[Information provided]:

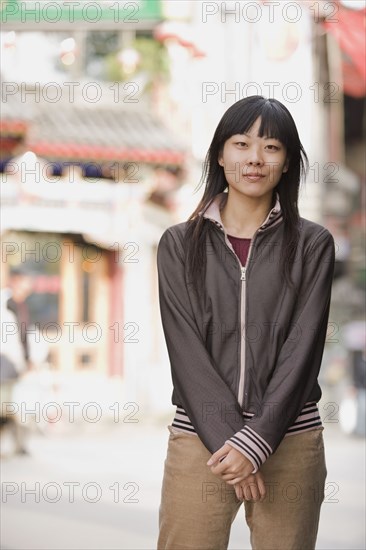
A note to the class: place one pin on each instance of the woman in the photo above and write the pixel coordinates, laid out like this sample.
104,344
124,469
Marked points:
244,289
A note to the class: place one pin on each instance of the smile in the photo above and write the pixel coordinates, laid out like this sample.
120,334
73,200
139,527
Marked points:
253,177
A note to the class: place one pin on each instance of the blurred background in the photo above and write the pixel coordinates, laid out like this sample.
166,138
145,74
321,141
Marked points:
107,110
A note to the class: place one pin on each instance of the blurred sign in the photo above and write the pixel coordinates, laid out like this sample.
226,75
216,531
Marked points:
80,13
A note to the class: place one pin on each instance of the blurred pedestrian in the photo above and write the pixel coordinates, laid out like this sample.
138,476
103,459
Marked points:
12,366
21,286
244,287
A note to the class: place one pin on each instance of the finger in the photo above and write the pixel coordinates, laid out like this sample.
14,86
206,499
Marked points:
221,453
261,487
239,492
251,491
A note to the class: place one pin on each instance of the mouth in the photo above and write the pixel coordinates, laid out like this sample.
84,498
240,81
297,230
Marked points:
251,176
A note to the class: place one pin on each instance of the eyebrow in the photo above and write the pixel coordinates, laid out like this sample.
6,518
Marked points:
263,137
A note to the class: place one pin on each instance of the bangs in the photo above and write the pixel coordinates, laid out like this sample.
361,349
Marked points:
275,122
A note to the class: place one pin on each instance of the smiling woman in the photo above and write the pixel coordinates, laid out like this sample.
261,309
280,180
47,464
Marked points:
244,287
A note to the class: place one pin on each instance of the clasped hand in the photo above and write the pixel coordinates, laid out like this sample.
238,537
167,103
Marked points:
234,468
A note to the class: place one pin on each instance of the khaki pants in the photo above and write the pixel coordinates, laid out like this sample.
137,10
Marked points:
197,508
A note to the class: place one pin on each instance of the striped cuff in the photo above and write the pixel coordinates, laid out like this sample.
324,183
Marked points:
251,445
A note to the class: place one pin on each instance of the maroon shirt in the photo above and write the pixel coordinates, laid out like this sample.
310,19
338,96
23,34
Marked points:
241,247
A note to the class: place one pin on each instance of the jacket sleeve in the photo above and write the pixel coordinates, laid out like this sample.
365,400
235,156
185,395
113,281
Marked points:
298,362
209,402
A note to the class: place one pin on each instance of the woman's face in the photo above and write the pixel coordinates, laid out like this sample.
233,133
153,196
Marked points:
253,165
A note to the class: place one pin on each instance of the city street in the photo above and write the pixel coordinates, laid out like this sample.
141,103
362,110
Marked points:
98,489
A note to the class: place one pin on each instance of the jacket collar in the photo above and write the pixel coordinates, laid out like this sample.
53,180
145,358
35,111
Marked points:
213,212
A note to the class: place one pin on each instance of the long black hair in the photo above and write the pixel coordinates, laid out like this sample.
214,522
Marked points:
277,123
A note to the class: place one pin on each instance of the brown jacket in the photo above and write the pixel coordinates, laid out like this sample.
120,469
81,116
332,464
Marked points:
249,344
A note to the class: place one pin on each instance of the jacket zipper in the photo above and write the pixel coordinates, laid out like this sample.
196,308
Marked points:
243,278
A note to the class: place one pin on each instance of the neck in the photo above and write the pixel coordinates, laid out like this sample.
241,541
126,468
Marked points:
242,215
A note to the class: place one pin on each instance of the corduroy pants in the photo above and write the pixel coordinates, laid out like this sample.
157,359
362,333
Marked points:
197,508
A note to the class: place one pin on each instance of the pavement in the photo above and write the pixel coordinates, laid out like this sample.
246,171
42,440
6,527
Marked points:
97,487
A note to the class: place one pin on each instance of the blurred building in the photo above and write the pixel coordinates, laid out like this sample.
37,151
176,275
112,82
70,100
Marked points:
119,111
88,186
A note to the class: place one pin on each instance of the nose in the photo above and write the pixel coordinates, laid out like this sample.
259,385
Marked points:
254,157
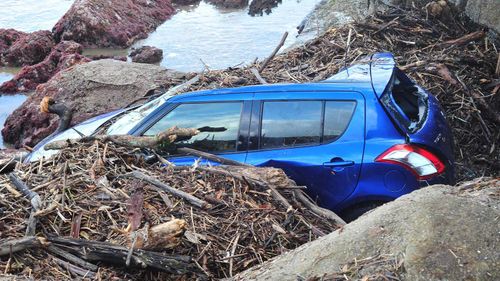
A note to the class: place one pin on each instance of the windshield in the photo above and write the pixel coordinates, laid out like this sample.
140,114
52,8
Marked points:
130,119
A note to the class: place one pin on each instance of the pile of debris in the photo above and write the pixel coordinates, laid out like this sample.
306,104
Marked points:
453,59
97,203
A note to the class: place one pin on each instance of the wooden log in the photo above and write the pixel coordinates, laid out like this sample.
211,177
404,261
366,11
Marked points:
10,246
465,39
211,157
165,235
179,193
35,201
268,59
96,251
168,136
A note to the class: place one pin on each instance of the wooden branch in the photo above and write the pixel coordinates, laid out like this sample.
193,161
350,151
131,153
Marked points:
71,258
186,196
317,209
96,251
256,73
266,61
86,252
211,157
10,246
35,201
465,39
168,136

[Task goal]: Turn the whole listing above into a JSON array of strings, with one string per line and no blank lines. Leave the pictures out.

[The result]:
[
  "A note to the class: place one pin on each instance of the woman in the photo above and write the pixel coordinates, laid out like this sample.",
  "104,344",
  "124,469",
  "Marked points:",
  "244,289",
  "A note to the class: place one pin on each instance of the smile in the photo above and write the pixel coordinates, laid out like this sample.",
  "120,334",
  "73,200",
  "139,527",
  "Marked points:",
  "253,177",
  "A note to the class: place one pin on each instance of the blurred background in the photo above and write the pixel coordinates, laid out like this sample.",
  "166,138",
  "145,74",
  "321,141",
  "Marked points:",
  "107,110",
  "A note to the class: place one pin on each instance of the blurred sign in the photo above and write the pixel coordinates, laid out like this sample.",
  "226,75",
  "216,531",
  "Marked points:",
  "80,13",
  "A note to the class: place one pin on each instance of the blurred pedestrian in the photo above and write the pixel coordinates, laid out like this sample.",
  "138,476",
  "103,459",
  "Marked points:",
  "12,366",
  "21,286",
  "244,287",
  "A note to the class: place one pin on each instance of the finger in the photo above and write the pixel coordinates, laid out like this sample.",
  "14,86",
  "206,499",
  "Marked points:",
  "221,453",
  "261,487",
  "239,492",
  "251,491",
  "A note to the class: place one pin on each instance of the mouth in the photo above and write the pixel coordinates, laid out like this sample.",
  "84,498",
  "240,81",
  "297,230",
  "Marked points:",
  "251,176",
  "A note to the class: place one pin on each instance of the eyebrow in the photo above and write the pixel coordinates, laid out like this sample.",
  "6,518",
  "Marked points:",
  "263,137",
  "A note to the class: place one pin on each instance of the bangs in the photo above and write the pixel coordinates, laid out like this sample.",
  "361,349",
  "Marked points:",
  "275,122",
  "A note to the class: place one pin on each instance of the smiling woman in the photo above and write the pixel coordinates, laid out like this sample.",
  "261,309",
  "280,180",
  "47,464",
  "Marked points:",
  "244,287",
  "A note to the class: place one pin on each instance of the clasped hand in the photo above and write the pixel coordinates, laid out like this sample.",
  "238,537",
  "167,103",
  "Marked points:",
  "234,468",
  "A note to the class: place one pin on each instance of the khaki pants in the photo above and write the pixel coordinates, laid out like this sample.",
  "137,10",
  "Marked points:",
  "197,508",
  "A note to the class: place one pin on each instance of the striped cuff in the photo above and write the pixel coordinates, laid out like this sample.",
  "324,183",
  "Marked points:",
  "251,445",
  "A note to the class: place one pin on each instance of the maroon shirt in the photo above and write the pixel coordinates, laid out like this sample.",
  "310,19",
  "338,96",
  "23,34",
  "Marked points:",
  "241,247",
  "A note to the class: place one pin on each instance of the jacket sleeve in the photo above and write the pixel coordinates, laid out like this sample.",
  "365,400",
  "235,156",
  "185,395",
  "113,281",
  "Marked points:",
  "298,362",
  "209,402",
  "A note to the class: place one pin on each instance of the woman's face in the photo above and write the pixel coordinates, laid out like this sample.",
  "233,133",
  "153,196",
  "Marked points:",
  "253,165",
  "A note to the class: place one pin on each instance of the city street in the photo above and write the pixel coordinates, laid out like this sample.",
  "141,103",
  "362,110",
  "Marked points:",
  "98,489",
  "A note to the class: place one pin on each instance of the jacket collar in the photo above and write the pixel coordinates, laid out like this sample.",
  "53,180",
  "145,358",
  "35,111",
  "Marked points:",
  "213,212",
  "A note to the class: place one pin on each instance of the long black hair in the photo above and write the pixel coordinates, laid out like this sample.",
  "214,522",
  "Marked points:",
  "277,123",
  "A note to the class: place one pin on each instance of the brown jacket in the photo above and write the pixel coordinates, laid out like this sample.",
  "120,469",
  "81,116",
  "332,464",
  "Marked points:",
  "249,344",
  "A note to the class: place one pin on each instance of the jacket zipper in the photo above and write the pixel coordinates, laid out like this sample.",
  "196,308",
  "Marked points:",
  "243,278",
  "A note to the class: place one pin on each instance of the neck in the photo above and write the pixel coordinates, laid out like this sample.",
  "241,541",
  "126,468",
  "Marked points:",
  "242,215",
  "A note to the class: place one pin on each instance of the corduroy pants in the photo above and write the pixel coordinates, laid out like this sample.",
  "157,359",
  "362,333",
  "Marked points:",
  "197,508",
  "A note to the class: place one pin on each instance of the pavement in the photo above and write the pixel coordinates, laid out like this sample.",
  "246,171",
  "42,440",
  "6,527",
  "Marked points:",
  "97,487",
  "A note to the class: place one pin on each instance of the blurred building in the photo above and write the pixel coordinates, laid out like this sample.",
  "37,151",
  "176,275",
  "112,82",
  "70,100",
  "Marked points:",
  "119,111",
  "88,186",
  "A note to the class: place one pin on each instance of the nose in the photo above and write the pixel coordinates, laid out like this sample.",
  "259,385",
  "Marked points:",
  "254,157",
  "A note to the class: place one pin on each instance of the windshield in the photo above and write the pixel coordinates, laid out like this sample.",
  "140,114",
  "52,8",
  "Marked points:",
  "130,119",
  "A note to the class: place one pin on each instance of the pile of debris in the photo above and write the pixel coordinates, laid out like this sample.",
  "306,104",
  "Marked points:",
  "453,59",
  "97,203",
  "A note to the class: place one pin on each instance of the wooden log in the photo above and write the pixel coordinates, laid out like this sample.",
  "211,177",
  "404,261",
  "366,11",
  "Marked points:",
  "10,246",
  "465,39",
  "211,157",
  "165,235",
  "179,193",
  "35,201",
  "268,59",
  "96,251",
  "168,136",
  "A note to the class: place one pin on each instance of the wooden branch in the photo above and write the pixel coordinates, laid out like this sample.",
  "193,161",
  "350,151",
  "131,153",
  "Marked points:",
  "71,258",
  "186,196",
  "317,209",
  "96,251",
  "256,73",
  "266,61",
  "86,252",
  "211,157",
  "10,246",
  "35,201",
  "465,39",
  "168,136"
]